# [DATA FOR THE TASK]
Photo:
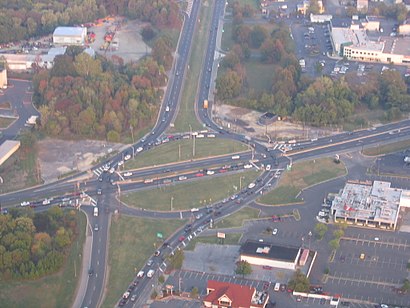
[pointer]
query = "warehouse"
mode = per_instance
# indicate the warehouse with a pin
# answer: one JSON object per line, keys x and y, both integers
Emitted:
{"x": 70, "y": 36}
{"x": 265, "y": 254}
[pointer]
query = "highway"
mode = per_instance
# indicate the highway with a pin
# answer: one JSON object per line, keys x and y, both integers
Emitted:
{"x": 109, "y": 183}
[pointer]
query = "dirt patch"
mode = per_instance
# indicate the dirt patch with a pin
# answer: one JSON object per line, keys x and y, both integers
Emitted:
{"x": 245, "y": 121}
{"x": 131, "y": 47}
{"x": 59, "y": 157}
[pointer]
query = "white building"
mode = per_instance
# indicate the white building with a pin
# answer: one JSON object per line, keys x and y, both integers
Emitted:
{"x": 69, "y": 36}
{"x": 265, "y": 254}
{"x": 376, "y": 205}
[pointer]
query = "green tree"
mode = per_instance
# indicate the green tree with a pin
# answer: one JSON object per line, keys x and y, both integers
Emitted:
{"x": 320, "y": 230}
{"x": 299, "y": 282}
{"x": 243, "y": 268}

# [REQUIRED WORK]
Copy every record above exactly, leaving out any pictures.

# [EXERCISE RESPONSE]
Photo:
[pointer]
query = "warehouse"
mode = per_instance
# indicate the warehouse with a pin
# answer: one JSON object per line, keys x and y, both integers
Emitted:
{"x": 70, "y": 36}
{"x": 265, "y": 254}
[pointer]
query = "highway"
mode = per_instance
# indicate the highway with a pin
# answer: one JSON object per line, keys x and y, both integers
Emitted:
{"x": 109, "y": 183}
[pointer]
query = "dirt patch"
mode = per_instance
# indicate the dirt patch with a pin
# answer: one JSON object per line, keys x and y, both integers
Emitted:
{"x": 245, "y": 121}
{"x": 131, "y": 47}
{"x": 59, "y": 157}
[pointer]
query = "white building"
mode = per_instance
# indicate the white building with a pin
# answer: one JSON object per line, keys x and y, both integers
Emitted:
{"x": 69, "y": 36}
{"x": 265, "y": 254}
{"x": 376, "y": 205}
[pointer]
query = "green tree"
mode = per_instance
# indicate the green tree with a pin
# answer: one JSON object per line, keys x and y, both integers
Emitted:
{"x": 320, "y": 230}
{"x": 299, "y": 282}
{"x": 243, "y": 268}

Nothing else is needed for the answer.